◆ JOBS:
[A] Reproduce from the comments on the Fort Hood shooting the passage from "If Muslim soldiers" up to and including "again. And again.".
[B] Answer these questions from the comments on the Fort Hood shooting:
(i) How many troops does the first comment say were killed?
(ii) In which state does a comment place the "White guy" who caused death and mayhem after the Fort Hood attack?
(iii) What change does the sentence beginning "Or, the military needs to change its policy" propose?
[C] Carry the comments on the Fort Hood shooting forward from the point where they stop.

Yeah General, when you have a radical Mooselip threatening Jihad you should just look the other way. I suppose you are giving this dirtbag special diet and Koran readings. You don’t want him to feel bad about himself after killing 16 of your troops.
General, you have their blood on your hands.
Pray for America and Ft Hood
In two of your examples, people are removed from society or penalized for something they did. In the third case, the Japanese-Americans, they were removed from society merely for who they were. Are you suggesting the same for Muslims?
I don’t believe any ‘church’ or ‘mosque’ leaders should be advocating violence from the pulpit (or in any other manor). If Muslim leaders are preaching about what violent things need to be done to the infidels, then the Mosque should be closed. At the very least, the leader trying to incite should be charged with incitement and placed in prison.
I have some pretty strong thoughts on this, but I find myself having to modify the thoughts based on the fact that we more wigged out people than Muslims doing some of this stuff.
One day a Muslim causes death and mayhem at Fort Hood in Texas, the next a White guy in Florida. One of our largest terrorist attacks on U.S. soil was committed by White Guys.
I believe we put an end to the incitement and then handle criminals in the same manner we always have.
I have also said that it is just plain nuts to allow people to immigrate to the U.S. who have been raised their entire lives to hate the U.S. I still believe that to be a very valid concern, and that at least during the conduct of war in the region, we must rethink our immigration policies from that region.
No matter what our leaders think, some people around the world think we are at war with Islam. The time for being an Ostrich is over.
There SHOULD be a backlash, especially with all of these Muslim groups now yammering about how Major Jihad was justified in his actions.
If you are a Muslim in this country and you support the mass murder of Americans, you should not expect a pat on the head and a “there, there”. You should not expect tolerance or understanding. And you should not expect to keep pulling a paycheck from the US military.
If Muslim soldiers in the US military are attending mosques preaching destruction of the infidels, then they need to be bounced the hell out. Keeping them ensures that tragedy will indeed happen again. And again. And again.
Or, the military needs to change its policy and allow soldiers to carry weapons freely.

◆ DATA SECTION:
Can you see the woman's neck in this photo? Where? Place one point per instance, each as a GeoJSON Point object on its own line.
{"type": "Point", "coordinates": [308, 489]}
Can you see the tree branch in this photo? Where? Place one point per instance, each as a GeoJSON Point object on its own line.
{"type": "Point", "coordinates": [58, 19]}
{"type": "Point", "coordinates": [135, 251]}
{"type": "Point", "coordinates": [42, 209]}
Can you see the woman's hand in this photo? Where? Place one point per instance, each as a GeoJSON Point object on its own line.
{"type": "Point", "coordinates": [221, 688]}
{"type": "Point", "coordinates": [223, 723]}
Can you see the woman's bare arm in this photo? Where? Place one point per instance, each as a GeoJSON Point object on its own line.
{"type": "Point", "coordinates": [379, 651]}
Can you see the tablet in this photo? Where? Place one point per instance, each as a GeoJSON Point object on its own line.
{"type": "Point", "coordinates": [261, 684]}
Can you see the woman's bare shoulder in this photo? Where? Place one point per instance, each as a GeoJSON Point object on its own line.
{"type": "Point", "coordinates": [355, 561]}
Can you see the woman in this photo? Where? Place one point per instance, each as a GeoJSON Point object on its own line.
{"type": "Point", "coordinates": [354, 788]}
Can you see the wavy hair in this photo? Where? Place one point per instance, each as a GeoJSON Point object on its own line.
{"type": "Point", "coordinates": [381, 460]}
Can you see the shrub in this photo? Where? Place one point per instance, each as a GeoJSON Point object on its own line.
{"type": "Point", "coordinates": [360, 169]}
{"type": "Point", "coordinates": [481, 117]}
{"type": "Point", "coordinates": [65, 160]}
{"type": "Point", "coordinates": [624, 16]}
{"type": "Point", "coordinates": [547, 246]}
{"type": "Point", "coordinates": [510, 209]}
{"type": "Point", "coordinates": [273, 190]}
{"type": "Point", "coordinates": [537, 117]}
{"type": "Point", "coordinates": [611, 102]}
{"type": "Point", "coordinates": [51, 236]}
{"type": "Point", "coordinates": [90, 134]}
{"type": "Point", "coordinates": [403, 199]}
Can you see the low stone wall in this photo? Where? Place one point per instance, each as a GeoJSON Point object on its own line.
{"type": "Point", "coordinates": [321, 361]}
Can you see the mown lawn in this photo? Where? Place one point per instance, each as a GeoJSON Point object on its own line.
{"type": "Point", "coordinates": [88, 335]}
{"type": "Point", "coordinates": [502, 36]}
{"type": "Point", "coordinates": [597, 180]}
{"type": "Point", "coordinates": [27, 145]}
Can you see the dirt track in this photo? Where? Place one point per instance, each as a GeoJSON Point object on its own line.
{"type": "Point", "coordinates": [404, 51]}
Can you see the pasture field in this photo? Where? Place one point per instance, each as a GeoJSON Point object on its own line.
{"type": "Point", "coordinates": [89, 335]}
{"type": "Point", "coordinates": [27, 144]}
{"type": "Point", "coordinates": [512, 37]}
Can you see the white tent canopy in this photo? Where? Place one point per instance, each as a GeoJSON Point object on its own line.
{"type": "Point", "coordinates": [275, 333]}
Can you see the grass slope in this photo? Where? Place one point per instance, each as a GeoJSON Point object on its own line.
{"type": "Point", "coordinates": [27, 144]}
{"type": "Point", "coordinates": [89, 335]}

◆ RESULTS IN ORDER:
[A]
If Muslim soldiers in the US military are attending mosques preaching destruction of the infidels, then they need to be bounced the hell out. Keeping them ensures that tragedy will indeed happen again. And again. And again.

[B]
(i) 16
(ii) Florida
(iii) Allowing soldiers to carry weapons freely

[C]
Perhaps Muslims in the Military and in America society will do something to waylay any fears the rest of us have, such as outing those in their midsts who express anti-American sentiments, Imams who preach hatred of America on American soil, something besides hollow statements of they are “peaceful?”
Perhaps they will openly condemn Sharia and begin helping end terror acts in greater numbers than we barely see today.
With three decades of Jihadism how can they expect people not to be nervous?
It is up to the Muslim community as a whole to stand up to those from their numbers who cause the problems, not to protect them from within.
Good, he should. I am sick of Muslims.
Should we also forget about the 8 or 9 Muslim soldiers like this one?
Most were relocated and some were interned, if I recall -- though I was way too young to actually remember the event.
Those relocated were done so in part for their protection.
Hassan was born here.
When more people in the United States have had family members and friends murdered just because they were American (like the Israelis), perhaps more people in the United States will be willing to stand up and say, "Look, they may be, individually, very nice people but as a culture and as a religion, they are dangerous. I want NOTHING more to do with them. I will not buy anything from them. I will intereact with them ONLY to the extent that I am required to by law BUT I WILL NOT BE FRIENDS WITH THEM!!!" ONLY THEN WILL THINGS BEGIN TO CHANGE IN THIS COUNTRY.
I don't know the answer either. I was just attempting to probe the depth of the waters.
Semper Fi
Stay well and stay safe.
An Old Man
Potential Muslim violence against the troops = ignore, stick head in sand, hope somebody else can deal with it, try not to get blamed for anything
Potential troop violence against Muslims = code red, prepare the stockades, etc.
They damn sure will be watching their backs.
You are a lucky man, if I were in charge your resignation would have been on my desk already. Your job general is to protect the troops, a job you have completely failed at.
And the problem with that would be?
If they do keep them in, then they should be in unimportant roles, and they should be followed and tracked.
That's what I have heard also. Do you believe it?
There is a pattern that the Army apparently refuses to acknowledge.
And until they do, this pattern will continue.
With more soldiers paying the price.
This is just from 2003.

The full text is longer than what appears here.